NEW YORK, Feb. 1, 2012 (GLOBE NEWSWIRE) -- American Strategic Minerals Corporation (OTCBB:ASMC) ("AMICOR" or the "Company") announced today it has closed on a private placement of shares of its common stock with gross proceeds to the Company totaling $5,314,965. AMICOR sold 10,629,930 common shares (par value of $.0001) at a per share price of $0.50.
In conjunction with the private placement, AMICOR entered into an Option Agreement with Sagebrush Gold Ltd. pursuant to which it acquired the option to purchase an extensive uranium project portfolio within ninety days. Additionally, and immediately prior to the private placement, AMICOR consummated a share exchange transaction with American Strategic Minerals Corporation, a privately held Colorado corporation ("ASMC") which holds major uranium assets consolidated from several different mining companies, pursuant to which ASMC became the wholly-owned operating subsidiary of AMICOR. Many of the properties have had considerable exploration work completed, with some having seen production as recently as 1999. The Company believes 4 of its 13 properties can potentially be put into production in 12-18 months.

▶ [EXTRACTED DATA]:
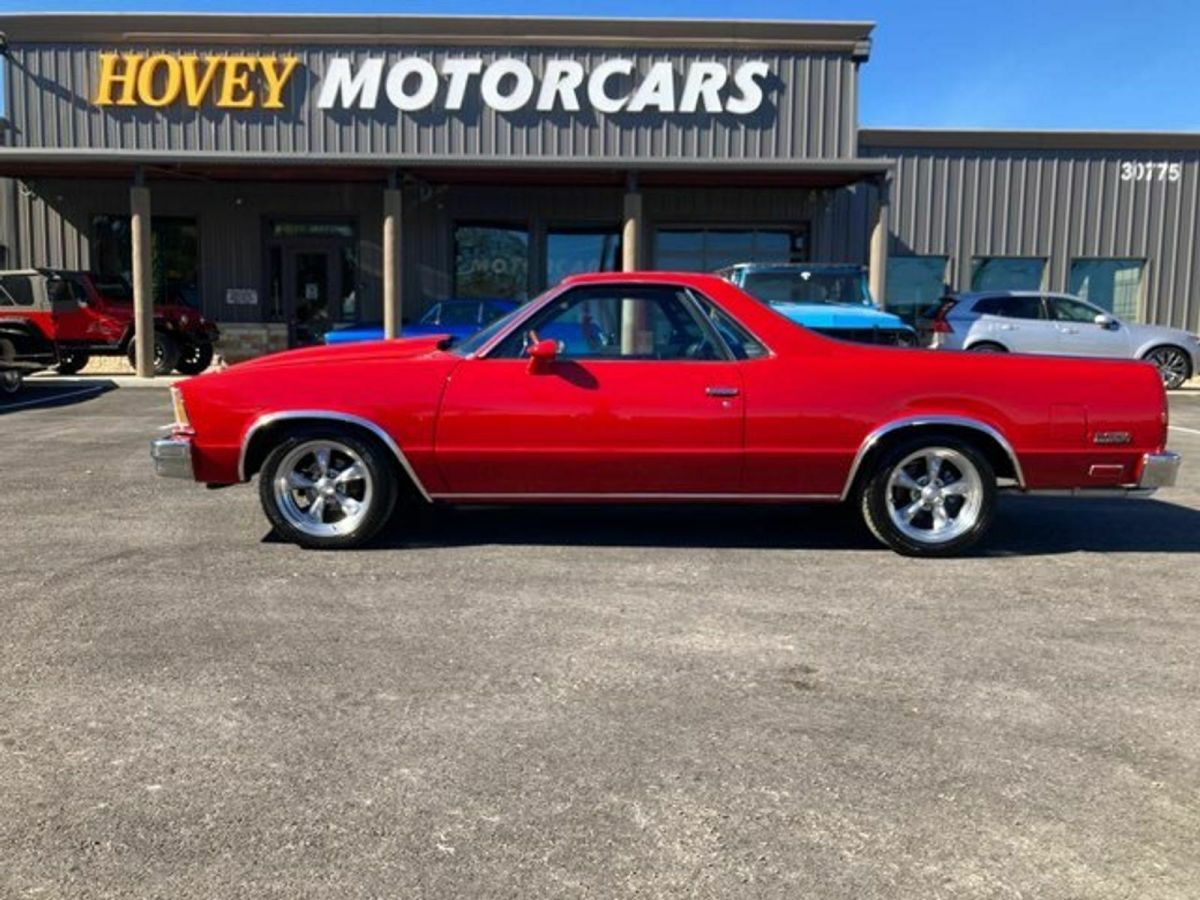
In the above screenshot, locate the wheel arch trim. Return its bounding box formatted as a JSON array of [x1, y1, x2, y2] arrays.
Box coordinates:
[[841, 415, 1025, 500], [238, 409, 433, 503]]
...
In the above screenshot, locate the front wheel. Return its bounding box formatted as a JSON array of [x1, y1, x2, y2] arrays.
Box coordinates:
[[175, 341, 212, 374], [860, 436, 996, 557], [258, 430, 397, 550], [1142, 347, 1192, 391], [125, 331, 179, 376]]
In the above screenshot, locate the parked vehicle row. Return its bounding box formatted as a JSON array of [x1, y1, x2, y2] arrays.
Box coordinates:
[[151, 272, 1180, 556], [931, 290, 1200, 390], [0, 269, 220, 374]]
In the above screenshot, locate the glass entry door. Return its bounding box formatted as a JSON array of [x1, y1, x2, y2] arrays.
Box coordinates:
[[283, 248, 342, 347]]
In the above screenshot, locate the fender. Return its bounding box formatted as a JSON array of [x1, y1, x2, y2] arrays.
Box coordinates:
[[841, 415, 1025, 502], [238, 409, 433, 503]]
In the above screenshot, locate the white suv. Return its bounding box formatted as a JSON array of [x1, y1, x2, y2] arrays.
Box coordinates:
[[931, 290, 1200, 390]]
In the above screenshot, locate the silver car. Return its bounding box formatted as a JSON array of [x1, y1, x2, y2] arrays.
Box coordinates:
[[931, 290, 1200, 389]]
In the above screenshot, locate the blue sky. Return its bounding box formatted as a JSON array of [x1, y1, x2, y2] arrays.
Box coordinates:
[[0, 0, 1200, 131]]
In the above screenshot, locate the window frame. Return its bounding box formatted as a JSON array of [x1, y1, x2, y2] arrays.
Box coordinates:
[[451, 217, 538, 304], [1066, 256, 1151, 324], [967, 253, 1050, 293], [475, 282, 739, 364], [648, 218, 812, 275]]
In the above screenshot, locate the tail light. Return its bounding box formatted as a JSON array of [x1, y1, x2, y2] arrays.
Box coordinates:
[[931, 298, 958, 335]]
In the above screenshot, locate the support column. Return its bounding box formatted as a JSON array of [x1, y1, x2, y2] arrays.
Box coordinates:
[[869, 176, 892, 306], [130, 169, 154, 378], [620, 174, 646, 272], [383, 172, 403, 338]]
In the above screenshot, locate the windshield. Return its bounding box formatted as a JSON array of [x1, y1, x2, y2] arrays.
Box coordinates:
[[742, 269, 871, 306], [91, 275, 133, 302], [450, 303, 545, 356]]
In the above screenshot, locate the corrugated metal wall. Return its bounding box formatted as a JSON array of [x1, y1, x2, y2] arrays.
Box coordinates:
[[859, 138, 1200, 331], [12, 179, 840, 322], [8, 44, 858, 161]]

▶ [WORK REQUEST]:
Write out the passage from the AMICOR press release word for word, beginning at the words "NEW YORK, Feb." and stopping after "price of $0.50.".

▶ [ANSWER]:
NEW YORK, Feb. 1, 2012 (GLOBE NEWSWIRE) -- American Strategic Minerals Corporation (OTCBB:ASMC) ("AMICOR" or the "Company") announced today it has closed on a private placement of shares of its common stock with gross proceeds to the Company totaling $5,314,965. AMICOR sold 10,629,930 common shares (par value of $.0001) at a per share price of $0.50.